### Set problem 1
List every line of the records that contains the string "bridge", matching case exactly.

### Provided text

Schedule 14A (for preferred holders)
8. | Please identify the Dealer Manager. |
Response: After a discussion with the staff, we confirmed that this comment pertains to the Preliminary Schedule 14A for holders of Preferred Stock. We respectfully advise the staff that we have identified the Dealer Manager as Sandler O’Neill & Partners, L.P. under the questions “Who will bear the cost of soliciting proxies?” and “Who should I contact if I have questions?” in the Preliminary Schedule 14A for holders of Preferred Stock.
Item 6. Voting Securities
9. | Please provide the information required by Item 6(a) of Schedule 14A with regard to each class of the preferred stock. |
Response: In response to this comment, we have revised the information under the question entitled “How many shares of Preferred Stock are outstanding and how many votes per share of Preferred Stock are permitted?” to indicate the number of shares outstanding of each outstanding series of the Corporation’s Preferred Stock.
Schedule 14A
10. | Please provide a more comprehensive description of the entire transaction. |
Response: After a discussion with the staff, we understand that this comment pertains to the Preliminary Schedule 14A for holders of Common Stock. In response to this comment, we revised the disclosure in the section entitled “THE EXCHANGE OFFER” of the Preliminary Schedule 14A for holders of Common Stock as follows:
“We are offering to issue up to shares of our Common Stock in exchange for any and all issued and outstanding shares of our Preferred Stock. We decided to conduct the Exchange Offer to further improve the quality of our capital for regulatory purposes and to simplify our capital structure. In addition, approval of the Preferred Stock Amendment will result in the removal of the provision in the certificate of designation for each series of Preferred Stock that entitles the holders of Preferred Stock to appoint two additional members to our Board of Directors when the Corporation has not paid dividends in full on the Preferred Stock for 18 monthly dividend periods (whether consecutive or not), which removal will enhance the Corporation’s ability to comply with contractual requirements related to the composition of the Board of Directors and eliminate the potential for increased disparity between the economic interest and Board representation of holders of Preferred Stock.
Mr. Mark Webb
Legal Branch Chief
U.S. Securities and Exchange Commission
January 29, 2013
Page 6
To participate in the Exchange Offer, tendering holders of Preferred Stock must grant a proxy to execute a written consent in favor of the Preferred Stock Amendment, as described above under Preferred Stock Amendment. Holders of Preferred Stock that are not tendered in the Exchange Offer will receive a fee of $ per share of Preferred Stock for their proxies in favor of the Preferred Stock Amendment if the Preferred Stock Amendment is approved. No fee will be paid with respect to tendered shares of Preferred Stock.

Entries from a pointing dataset

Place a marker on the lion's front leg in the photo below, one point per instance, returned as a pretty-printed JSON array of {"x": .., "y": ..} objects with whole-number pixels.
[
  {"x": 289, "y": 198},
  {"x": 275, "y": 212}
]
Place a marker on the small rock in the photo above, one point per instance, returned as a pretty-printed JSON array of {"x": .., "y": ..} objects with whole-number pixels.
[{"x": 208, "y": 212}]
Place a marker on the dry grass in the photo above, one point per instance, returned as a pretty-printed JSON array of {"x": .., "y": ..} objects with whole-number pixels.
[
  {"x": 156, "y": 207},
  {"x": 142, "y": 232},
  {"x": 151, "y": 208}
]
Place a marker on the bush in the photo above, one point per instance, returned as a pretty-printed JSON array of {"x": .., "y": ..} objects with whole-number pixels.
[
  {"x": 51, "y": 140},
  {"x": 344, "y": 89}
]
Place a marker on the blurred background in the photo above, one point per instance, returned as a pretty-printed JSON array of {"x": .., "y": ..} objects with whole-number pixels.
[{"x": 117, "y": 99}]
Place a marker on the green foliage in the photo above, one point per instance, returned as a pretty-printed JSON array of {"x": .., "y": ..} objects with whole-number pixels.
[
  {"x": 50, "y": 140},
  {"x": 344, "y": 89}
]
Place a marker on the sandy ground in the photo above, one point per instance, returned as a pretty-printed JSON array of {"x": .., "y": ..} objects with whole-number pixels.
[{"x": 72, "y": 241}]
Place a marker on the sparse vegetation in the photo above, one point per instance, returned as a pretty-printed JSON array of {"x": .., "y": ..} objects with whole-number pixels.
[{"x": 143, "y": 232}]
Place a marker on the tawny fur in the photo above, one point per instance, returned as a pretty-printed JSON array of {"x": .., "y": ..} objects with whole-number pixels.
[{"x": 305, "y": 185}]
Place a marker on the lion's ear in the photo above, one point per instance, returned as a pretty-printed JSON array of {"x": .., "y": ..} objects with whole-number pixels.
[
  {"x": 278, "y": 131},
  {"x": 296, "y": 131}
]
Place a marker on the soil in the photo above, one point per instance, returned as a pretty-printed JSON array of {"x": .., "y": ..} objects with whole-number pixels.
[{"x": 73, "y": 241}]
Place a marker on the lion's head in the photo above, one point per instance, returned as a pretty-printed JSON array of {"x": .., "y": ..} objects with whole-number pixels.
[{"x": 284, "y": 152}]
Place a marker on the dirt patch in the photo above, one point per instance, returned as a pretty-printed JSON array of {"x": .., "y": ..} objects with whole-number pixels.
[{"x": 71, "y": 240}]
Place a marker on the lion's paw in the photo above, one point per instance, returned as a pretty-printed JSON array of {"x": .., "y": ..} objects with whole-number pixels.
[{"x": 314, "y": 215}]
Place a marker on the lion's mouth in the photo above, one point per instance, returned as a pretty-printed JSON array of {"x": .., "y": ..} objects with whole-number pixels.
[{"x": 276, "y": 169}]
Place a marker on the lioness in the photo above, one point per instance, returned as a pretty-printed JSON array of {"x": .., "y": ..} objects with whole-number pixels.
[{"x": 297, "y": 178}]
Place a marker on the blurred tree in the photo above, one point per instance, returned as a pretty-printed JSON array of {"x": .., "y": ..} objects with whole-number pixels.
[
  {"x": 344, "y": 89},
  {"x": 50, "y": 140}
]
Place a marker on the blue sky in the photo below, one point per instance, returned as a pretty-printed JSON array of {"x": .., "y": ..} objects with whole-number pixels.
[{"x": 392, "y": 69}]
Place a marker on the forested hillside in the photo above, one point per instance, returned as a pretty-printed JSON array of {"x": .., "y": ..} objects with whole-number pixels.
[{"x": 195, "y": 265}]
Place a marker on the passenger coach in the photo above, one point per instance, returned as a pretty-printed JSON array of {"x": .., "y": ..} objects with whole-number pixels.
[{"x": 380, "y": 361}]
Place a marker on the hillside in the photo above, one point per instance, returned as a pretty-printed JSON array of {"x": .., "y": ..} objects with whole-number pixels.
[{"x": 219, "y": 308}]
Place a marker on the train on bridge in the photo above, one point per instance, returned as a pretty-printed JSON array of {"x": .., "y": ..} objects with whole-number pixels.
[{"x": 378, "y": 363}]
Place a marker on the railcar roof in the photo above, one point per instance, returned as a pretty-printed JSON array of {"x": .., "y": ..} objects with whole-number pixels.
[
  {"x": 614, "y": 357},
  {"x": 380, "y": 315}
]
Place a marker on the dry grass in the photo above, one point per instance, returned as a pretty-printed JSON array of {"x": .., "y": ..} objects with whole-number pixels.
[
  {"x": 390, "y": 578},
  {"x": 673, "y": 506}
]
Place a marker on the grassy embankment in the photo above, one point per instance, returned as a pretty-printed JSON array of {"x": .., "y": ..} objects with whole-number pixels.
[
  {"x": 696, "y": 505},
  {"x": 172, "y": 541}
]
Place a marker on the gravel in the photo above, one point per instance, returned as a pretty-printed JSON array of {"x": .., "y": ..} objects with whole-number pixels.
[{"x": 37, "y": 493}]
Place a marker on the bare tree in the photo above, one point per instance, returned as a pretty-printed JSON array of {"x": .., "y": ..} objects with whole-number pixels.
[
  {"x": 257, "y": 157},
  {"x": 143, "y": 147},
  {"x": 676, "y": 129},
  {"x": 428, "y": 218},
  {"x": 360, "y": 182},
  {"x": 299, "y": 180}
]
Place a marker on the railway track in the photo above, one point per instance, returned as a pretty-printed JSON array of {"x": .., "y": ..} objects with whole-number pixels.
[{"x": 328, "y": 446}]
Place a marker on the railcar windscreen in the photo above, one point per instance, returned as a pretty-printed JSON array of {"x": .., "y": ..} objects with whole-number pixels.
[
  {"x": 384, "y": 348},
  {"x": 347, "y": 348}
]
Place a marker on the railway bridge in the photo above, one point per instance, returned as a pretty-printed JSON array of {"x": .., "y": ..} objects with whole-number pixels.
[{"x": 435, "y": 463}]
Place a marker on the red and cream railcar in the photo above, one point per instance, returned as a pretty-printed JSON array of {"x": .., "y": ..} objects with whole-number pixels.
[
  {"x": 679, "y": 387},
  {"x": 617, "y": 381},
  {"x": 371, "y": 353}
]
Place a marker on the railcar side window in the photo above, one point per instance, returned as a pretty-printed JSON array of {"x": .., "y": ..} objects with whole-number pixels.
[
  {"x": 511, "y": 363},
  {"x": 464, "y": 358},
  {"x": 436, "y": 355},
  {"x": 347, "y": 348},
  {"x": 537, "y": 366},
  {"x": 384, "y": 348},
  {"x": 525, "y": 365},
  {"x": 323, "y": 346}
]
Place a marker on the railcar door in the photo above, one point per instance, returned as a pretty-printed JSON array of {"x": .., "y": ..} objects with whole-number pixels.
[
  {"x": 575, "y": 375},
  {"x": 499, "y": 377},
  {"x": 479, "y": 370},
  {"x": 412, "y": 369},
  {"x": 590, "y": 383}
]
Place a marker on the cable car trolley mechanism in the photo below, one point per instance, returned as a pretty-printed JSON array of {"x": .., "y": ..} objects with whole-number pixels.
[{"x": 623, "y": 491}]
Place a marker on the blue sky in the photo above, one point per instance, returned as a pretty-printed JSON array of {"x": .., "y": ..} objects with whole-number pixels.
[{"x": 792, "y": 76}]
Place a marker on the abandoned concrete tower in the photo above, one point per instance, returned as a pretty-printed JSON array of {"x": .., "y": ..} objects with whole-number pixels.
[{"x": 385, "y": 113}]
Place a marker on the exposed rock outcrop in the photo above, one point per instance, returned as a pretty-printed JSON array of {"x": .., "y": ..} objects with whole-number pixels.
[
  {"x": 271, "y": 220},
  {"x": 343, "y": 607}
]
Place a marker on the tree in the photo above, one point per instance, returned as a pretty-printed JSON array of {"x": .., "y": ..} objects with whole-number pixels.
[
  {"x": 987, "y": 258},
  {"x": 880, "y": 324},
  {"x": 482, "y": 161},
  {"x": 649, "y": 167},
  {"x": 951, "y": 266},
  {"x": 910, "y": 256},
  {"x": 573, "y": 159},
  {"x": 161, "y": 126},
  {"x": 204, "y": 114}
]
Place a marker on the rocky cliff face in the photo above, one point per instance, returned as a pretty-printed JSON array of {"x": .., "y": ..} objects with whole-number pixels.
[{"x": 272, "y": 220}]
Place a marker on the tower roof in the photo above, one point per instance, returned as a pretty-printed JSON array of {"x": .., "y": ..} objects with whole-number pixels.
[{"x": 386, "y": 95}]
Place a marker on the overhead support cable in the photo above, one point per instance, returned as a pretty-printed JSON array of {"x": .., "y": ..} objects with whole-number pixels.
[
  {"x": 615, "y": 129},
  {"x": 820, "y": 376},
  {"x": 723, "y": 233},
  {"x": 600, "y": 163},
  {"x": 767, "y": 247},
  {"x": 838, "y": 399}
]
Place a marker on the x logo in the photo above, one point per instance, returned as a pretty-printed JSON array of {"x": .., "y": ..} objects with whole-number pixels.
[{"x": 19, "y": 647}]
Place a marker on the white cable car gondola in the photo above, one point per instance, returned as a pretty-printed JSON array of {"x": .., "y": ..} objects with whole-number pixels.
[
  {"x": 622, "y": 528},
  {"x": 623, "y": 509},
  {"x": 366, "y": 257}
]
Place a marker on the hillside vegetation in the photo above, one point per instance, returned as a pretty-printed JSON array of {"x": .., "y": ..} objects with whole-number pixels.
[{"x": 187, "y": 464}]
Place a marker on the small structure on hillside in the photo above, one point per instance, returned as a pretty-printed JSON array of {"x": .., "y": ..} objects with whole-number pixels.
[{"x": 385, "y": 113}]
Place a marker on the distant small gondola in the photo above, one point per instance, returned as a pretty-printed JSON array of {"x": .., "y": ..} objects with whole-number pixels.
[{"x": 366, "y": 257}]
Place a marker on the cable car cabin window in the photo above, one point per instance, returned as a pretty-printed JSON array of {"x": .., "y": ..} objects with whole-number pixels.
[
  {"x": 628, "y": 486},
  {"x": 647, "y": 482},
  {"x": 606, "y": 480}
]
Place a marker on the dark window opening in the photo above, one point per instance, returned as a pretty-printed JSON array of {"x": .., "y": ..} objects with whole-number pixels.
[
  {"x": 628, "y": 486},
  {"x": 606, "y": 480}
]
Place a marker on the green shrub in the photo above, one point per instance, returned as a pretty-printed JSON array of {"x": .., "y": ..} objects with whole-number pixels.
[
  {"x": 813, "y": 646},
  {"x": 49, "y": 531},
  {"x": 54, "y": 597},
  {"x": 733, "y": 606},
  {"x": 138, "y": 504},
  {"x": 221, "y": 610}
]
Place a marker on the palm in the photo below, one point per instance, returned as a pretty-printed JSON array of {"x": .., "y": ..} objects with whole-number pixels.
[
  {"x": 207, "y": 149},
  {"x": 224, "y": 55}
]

### Set problem 2
For each statement below, say yes or no depending on whether the comment response letter supports it, and quote the deciding words from the letter. (a) The Dealer Manager is identified as Sandler O’Neill & Partners, L.P. (b) Holders who tender their Preferred Stock in the Exchange Offer receive a fee for their proxies. (c) The right to appoint two additional directors arises after 12 monthly dividend periods without full dividends.

### Exercise response 1
Place a marker on the train on bridge in the photo above, one point per instance, returned as a pretty-printed JSON array of {"x": .., "y": ..} objects with whole-number pixels.
Place a marker on the railway bridge in the photo above, one point per instance, returned as a pretty-printed JSON array of {"x": .., "y": ..} objects with whole-number pixels.

### Exercise response 2
(a) Yes: "we have identified the Dealer Manager as Sandler O’Neill & Partners, L.P."
(b) No: "No fee will be paid with respect to tendered shares of Preferred Stock."
(c) No: "has not paid dividends in full on the Preferred Stock for 18 monthly dividend periods"